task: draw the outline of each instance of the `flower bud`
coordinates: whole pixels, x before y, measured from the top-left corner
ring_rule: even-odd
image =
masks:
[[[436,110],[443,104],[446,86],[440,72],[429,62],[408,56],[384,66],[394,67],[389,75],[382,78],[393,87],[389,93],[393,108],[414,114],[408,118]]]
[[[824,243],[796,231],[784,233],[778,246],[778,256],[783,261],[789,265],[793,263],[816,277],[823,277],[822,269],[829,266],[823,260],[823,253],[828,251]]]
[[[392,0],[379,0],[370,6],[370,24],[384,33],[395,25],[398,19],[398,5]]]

Exercise brief.
Rewrite the lines above as a Markdown table with two columns, Row and Line. Number every non-blank line in order and skip any blank lines.

Response.
| Row | Line |
|---|---|
| 1 | task: draw the outline of each instance of the `flower bud` |
| 2 | coordinates: whole pixels, x before y, measured from the top-left corner |
| 3 | ring_rule: even-odd |
| 4 | image = |
| 5 | masks: |
| 6 | [[[436,110],[443,104],[446,86],[440,72],[429,62],[408,56],[384,66],[394,67],[389,75],[382,78],[393,87],[389,93],[393,108],[414,114],[408,118]]] |
| 7 | [[[824,243],[796,231],[784,233],[778,246],[778,256],[783,261],[789,265],[793,263],[816,277],[823,277],[822,269],[829,266],[823,260],[823,253],[828,251]]] |
| 8 | [[[392,0],[379,0],[370,6],[370,24],[384,33],[395,25],[398,19],[398,5]]] |